• INSTRUCTIONS FOR THE TASK: Which companies are named in the Hadoop post?

• STUDY TEXT:
You may have heard some of the recent news about “big data” and Hadoop is the big player here. Oracle was talking about their new data bases that was “SQL-less” and Apache Hadoop is making it’s way around. Dr. Halamka recently gave it a nice thumbs up too when talking about mining big data.
When you start to think about all the data we are warehousing and searching today, something has to give and Hadoop has been around for a while and you can read more about the technology here. It’s all that nice Java framework that we all pretty much like to work with. The framework is used by IBM and is especially a favorite with search engines. The best part is that it is open source over at Apache. Microsoft recently announced their SQL Hadoop integration that is forthcoming. The Cleveland Clinic help found a company in 2009 Explorys that uses the Hadoop framework, so it’s not long before Hadoop will move in with big force. The Hadoop World Conference just ended and you can view some of the videos from the companies who will be working to sell to the enterprise clients.

(Items from a data source)
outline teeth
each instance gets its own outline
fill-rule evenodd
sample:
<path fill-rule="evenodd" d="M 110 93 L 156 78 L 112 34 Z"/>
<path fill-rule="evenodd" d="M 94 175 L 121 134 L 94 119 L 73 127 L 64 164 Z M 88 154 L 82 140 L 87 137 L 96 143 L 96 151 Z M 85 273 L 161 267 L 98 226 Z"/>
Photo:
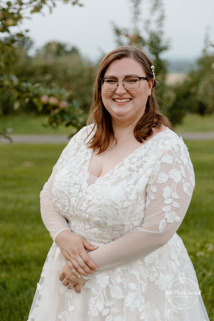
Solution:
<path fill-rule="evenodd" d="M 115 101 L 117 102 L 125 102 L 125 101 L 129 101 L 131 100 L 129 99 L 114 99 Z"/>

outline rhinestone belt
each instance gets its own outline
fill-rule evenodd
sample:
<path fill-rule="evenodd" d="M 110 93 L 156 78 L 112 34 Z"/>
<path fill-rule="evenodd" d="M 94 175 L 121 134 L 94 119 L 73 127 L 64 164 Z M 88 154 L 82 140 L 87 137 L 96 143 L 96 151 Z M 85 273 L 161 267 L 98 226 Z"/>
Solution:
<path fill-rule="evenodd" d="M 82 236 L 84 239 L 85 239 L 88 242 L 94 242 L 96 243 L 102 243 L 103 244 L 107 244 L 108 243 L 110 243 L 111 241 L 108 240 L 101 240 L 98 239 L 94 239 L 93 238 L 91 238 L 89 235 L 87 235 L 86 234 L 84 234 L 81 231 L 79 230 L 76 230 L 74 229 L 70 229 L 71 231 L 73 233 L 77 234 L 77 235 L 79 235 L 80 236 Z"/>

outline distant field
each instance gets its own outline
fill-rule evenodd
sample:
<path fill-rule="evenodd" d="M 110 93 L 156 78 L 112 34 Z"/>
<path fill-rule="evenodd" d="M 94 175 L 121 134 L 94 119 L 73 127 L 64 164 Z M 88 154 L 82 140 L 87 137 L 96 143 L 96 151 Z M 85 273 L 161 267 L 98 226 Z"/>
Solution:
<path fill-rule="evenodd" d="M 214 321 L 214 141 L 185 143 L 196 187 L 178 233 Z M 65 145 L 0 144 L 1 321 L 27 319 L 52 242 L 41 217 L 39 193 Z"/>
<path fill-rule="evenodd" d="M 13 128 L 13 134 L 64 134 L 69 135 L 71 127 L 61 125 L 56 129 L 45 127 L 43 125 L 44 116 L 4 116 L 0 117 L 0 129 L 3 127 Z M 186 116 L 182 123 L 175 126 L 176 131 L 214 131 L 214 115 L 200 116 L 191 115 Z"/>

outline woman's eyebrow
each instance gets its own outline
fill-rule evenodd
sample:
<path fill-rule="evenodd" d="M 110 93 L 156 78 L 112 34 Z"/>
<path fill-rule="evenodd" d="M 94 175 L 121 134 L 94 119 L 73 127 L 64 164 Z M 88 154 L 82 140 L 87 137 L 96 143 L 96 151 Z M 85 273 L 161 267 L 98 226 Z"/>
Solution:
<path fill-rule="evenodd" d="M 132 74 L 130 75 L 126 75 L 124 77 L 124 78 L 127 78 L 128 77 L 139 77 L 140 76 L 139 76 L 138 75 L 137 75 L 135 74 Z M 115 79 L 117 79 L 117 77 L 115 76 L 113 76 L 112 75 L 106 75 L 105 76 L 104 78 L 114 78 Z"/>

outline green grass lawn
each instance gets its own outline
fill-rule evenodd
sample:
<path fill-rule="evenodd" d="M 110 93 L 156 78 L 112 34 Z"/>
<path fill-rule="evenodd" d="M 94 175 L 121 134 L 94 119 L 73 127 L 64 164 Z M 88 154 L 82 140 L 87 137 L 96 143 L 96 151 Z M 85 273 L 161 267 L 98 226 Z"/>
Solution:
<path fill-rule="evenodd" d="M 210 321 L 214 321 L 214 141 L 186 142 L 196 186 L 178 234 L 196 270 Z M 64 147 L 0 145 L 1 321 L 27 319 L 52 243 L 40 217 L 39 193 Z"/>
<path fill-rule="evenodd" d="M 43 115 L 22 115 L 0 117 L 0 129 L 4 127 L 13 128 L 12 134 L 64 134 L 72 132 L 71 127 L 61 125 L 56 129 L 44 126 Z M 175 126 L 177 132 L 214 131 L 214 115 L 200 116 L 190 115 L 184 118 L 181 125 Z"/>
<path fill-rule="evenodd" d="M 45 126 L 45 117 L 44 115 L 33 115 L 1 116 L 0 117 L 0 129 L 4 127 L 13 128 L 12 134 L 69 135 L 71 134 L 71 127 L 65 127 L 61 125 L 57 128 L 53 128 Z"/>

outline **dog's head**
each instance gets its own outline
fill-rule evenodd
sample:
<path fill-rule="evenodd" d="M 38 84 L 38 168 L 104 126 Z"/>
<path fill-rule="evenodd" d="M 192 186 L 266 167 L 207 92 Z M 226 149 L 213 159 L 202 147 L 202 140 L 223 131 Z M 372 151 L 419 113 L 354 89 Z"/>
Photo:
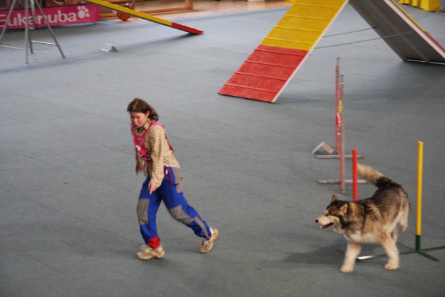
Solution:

* * *

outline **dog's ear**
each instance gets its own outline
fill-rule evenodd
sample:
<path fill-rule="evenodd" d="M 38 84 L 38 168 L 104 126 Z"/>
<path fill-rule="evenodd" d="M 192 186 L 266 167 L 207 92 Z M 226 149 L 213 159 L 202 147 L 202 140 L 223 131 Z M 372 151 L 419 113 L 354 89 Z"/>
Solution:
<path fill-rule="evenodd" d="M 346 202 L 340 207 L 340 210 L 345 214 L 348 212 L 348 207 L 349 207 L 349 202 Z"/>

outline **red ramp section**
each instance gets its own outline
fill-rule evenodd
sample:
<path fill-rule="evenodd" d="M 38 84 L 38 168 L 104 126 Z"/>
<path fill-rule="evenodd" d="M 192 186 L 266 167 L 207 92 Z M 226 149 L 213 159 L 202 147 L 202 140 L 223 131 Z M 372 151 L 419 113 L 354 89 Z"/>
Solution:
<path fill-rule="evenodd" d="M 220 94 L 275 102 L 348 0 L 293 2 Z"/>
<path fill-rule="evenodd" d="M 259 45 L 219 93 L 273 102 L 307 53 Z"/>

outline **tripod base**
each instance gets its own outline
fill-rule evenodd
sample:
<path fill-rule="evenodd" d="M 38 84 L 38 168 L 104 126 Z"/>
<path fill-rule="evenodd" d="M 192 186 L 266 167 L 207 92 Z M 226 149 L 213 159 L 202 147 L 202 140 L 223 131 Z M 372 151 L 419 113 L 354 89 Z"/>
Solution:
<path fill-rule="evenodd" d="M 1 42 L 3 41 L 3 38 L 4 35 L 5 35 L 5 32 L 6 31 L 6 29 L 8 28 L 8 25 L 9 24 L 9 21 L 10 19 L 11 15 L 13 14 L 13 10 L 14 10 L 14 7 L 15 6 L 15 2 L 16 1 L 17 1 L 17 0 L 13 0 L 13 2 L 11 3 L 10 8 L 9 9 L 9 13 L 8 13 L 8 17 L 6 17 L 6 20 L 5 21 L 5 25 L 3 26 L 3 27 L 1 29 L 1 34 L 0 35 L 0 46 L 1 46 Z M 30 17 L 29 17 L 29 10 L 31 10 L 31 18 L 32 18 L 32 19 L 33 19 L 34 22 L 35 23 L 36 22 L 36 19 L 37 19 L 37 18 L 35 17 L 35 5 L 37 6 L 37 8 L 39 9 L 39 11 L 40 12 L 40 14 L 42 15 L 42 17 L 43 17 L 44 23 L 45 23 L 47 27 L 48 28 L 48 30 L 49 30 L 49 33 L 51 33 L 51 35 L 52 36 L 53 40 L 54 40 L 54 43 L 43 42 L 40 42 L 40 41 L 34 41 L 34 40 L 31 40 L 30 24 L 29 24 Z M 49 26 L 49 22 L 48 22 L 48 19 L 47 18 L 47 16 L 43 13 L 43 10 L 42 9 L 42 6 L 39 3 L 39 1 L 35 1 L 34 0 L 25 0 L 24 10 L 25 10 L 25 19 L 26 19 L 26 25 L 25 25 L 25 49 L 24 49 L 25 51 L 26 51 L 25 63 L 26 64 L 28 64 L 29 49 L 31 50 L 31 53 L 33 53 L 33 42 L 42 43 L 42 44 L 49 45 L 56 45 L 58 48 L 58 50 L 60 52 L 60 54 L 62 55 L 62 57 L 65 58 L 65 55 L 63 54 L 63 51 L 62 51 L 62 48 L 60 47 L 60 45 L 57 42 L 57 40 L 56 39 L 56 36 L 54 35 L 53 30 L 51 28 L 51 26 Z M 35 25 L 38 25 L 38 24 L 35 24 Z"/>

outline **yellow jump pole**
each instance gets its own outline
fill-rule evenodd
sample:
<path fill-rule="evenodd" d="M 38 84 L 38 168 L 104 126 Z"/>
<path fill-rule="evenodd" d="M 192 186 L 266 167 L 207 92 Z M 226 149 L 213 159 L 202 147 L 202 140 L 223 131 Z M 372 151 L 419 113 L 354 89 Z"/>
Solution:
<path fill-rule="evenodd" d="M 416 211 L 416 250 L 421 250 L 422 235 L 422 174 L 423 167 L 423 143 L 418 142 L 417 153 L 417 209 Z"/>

• TASK OUTPUT: Oracle, IBM, Microsoft, Explorys